Supplied text
= = = = = = =

12 Angry Men
Essay Preview: 12 Angry Men
Report this essay
The movie 12 Angry Men depicts a typical scene today: twelve jury members meeting to discuss a case presented to them and determine guilt or innocence of a young man accused of killing his own father. Usually the jury room is a place for discussion and debate, but the evidence has swayed all but one of the jurors into voting guilty. The group in the movie is a jury of 12 men with various backgrounds and age groups. They were placed in a deliberation room where the entire move took place.
Soon after the men gather in the deliberation room the foreman suggests a vote. All of the jurors except Henry Fonda suggested the boy was guilty. Fonda, is unsure of the defendants guilt or innocence himself, even though his fellow jury members all disagree with him. Immediately after Fonda made his vote of not guilty the room was in uproar. The rest of the jury resents the inconvenience of his decision. After questioning his sanity they hastily decide to humor Fonda by agreeing to discuss the trial for one hour. The movie proceeds to tell the tale of how Henry Fonda uses excellent communication skills to sway the jury into actually thinking for themselves instead of thinking in the groups best interest and effectively voting that the young man was innocent.
The group at the beginning of the movie seems to be very cohesive due to their overwhelming belief of the boys guilt. In the beginning, all the jurors felt that the defendant had committed an immoral crime, something which all of them were prepared to send him to die for. They felt that he deserved death for his actions, and that they were acting completely right even though they still had doubts to his guilt, because they felt it was their job to keep the defendant out of society to the benefit of mankind. But as the movie continues the group loses that cohesive behavior because of one mans questions. Henry Fonda takes the jury form eleven to one in favor of a guilty verdict to the point where the votes are split right down the middle. Towards the end of the film the cohesiveness of the group returns with all the group members voting for acquittal. As the level of cohesiveness goes down so does productivity. There is a lot of fighting between the men in the deliberation room and it seems the entire group was in a stand still. In the movie at one point the proctor juror wants to give his position to someone else who can handle the fighting better. Another example is when two other jurors are carrying on a conversation about a baseball game because the group was not cohesive enough to keep his attention.

= = = = = = =

Directions for this task
Condense the paragraph of the essay on 12 Angry Men that begins "Soon after the men gather" into a bulleted list that keeps its main facts. Rely solely on the essay on 12 Angry Men.

Supplied material
= = = = = = =

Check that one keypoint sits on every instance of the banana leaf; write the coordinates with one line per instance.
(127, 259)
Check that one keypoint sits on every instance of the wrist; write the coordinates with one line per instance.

= = = = = = =

Exercise response
- Shortly after the jurors gather in the deliberation room, the foreman calls for a vote.
- Every juror except Henry Fonda votes guilty. Fonda is unsure of the defendant's guilt or innocence.
- Fonda's not-guilty vote throws the room into uproar, and the others resent the inconvenience.
- After questioning his sanity, they agree to humor him by discussing the trial for one hour.
- The movie shows Fonda using strong communication skills to get the jury to think for themselves, and they ultimately vote that the young man is innocent.